WORK TO DO: Identify each line in the items below that contains the word "rocky", and copy those lines.

DATA SUPPLIED:
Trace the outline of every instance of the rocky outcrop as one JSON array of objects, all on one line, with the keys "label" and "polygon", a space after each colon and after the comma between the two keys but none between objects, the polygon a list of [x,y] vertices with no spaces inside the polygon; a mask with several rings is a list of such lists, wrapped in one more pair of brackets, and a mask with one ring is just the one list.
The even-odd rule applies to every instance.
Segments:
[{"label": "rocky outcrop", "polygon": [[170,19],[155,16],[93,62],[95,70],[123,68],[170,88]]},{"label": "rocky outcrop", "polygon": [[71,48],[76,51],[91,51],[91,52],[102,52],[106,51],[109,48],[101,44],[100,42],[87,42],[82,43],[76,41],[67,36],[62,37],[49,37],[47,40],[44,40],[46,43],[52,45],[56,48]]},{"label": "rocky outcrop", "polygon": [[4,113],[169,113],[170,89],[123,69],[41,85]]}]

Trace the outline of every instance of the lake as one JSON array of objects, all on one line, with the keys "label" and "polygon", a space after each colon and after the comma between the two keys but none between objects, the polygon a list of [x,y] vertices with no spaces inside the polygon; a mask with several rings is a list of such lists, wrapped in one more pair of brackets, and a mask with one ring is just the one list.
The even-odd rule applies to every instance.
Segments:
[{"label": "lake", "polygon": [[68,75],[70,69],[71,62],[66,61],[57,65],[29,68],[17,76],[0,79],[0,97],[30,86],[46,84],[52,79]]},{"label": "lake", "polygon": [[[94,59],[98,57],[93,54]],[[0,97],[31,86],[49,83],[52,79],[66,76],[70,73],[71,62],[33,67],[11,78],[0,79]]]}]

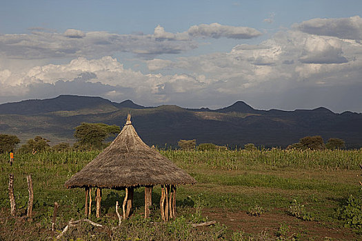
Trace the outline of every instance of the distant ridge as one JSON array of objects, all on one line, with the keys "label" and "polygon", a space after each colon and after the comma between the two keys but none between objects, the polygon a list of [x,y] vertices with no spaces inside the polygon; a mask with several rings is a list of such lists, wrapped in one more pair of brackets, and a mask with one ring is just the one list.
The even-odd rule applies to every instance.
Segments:
[{"label": "distant ridge", "polygon": [[225,108],[217,109],[216,112],[242,112],[242,113],[254,113],[256,109],[248,105],[243,101],[237,101],[230,106]]},{"label": "distant ridge", "polygon": [[41,136],[54,145],[72,143],[82,122],[121,126],[128,113],[142,139],[150,145],[176,146],[180,139],[230,147],[246,143],[286,147],[306,136],[343,139],[349,148],[362,146],[362,114],[335,114],[321,107],[283,111],[256,109],[243,101],[218,109],[164,105],[144,107],[130,100],[119,103],[101,97],[61,95],[0,105],[0,132],[23,142]]}]

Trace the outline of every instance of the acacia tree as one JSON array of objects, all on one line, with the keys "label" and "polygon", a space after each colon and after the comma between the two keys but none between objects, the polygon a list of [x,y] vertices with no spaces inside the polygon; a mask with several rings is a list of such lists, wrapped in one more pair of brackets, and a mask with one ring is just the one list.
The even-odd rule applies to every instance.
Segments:
[{"label": "acacia tree", "polygon": [[32,153],[33,154],[37,152],[41,152],[48,149],[50,145],[48,143],[50,140],[47,140],[40,136],[37,136],[34,139],[29,139],[26,142],[26,144],[23,145],[19,151],[23,153]]},{"label": "acacia tree", "polygon": [[108,138],[121,132],[119,126],[108,125],[104,123],[82,123],[75,127],[74,137],[77,145],[90,148],[99,149],[103,142]]},{"label": "acacia tree", "polygon": [[17,136],[0,134],[0,153],[9,152],[14,149],[19,143],[20,140]]},{"label": "acacia tree", "polygon": [[325,147],[330,149],[343,149],[345,147],[343,140],[336,138],[330,138],[325,144]]}]

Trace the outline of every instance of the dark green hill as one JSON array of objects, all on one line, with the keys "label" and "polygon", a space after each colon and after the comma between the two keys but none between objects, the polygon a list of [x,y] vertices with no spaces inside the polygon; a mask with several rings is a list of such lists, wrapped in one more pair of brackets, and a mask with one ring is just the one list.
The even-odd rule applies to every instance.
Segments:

ANSWER BELOW:
Trace the outline of every instance of the rocky outcrop as one JSON array of objects, all on one line, with the keys "label" and "polygon", a space after each colon and after the comma between the two keys but none between objects, the polygon a list of [x,y] vertices with no spaces inside the polygon; a mask with several rings is a list of such lists, wrapped in one more pair of brackets, and a mask with one ring is just the one list.
[{"label": "rocky outcrop", "polygon": [[170,19],[155,16],[93,62],[95,70],[123,68],[170,88]]},{"label": "rocky outcrop", "polygon": [[71,48],[76,51],[91,51],[91,52],[102,52],[106,51],[109,48],[101,44],[100,42],[87,42],[82,43],[76,41],[67,36],[62,37],[49,37],[47,40],[44,40],[46,43],[52,45],[56,48]]},{"label": "rocky outcrop", "polygon": [[4,113],[169,113],[170,89],[123,69],[41,85]]}]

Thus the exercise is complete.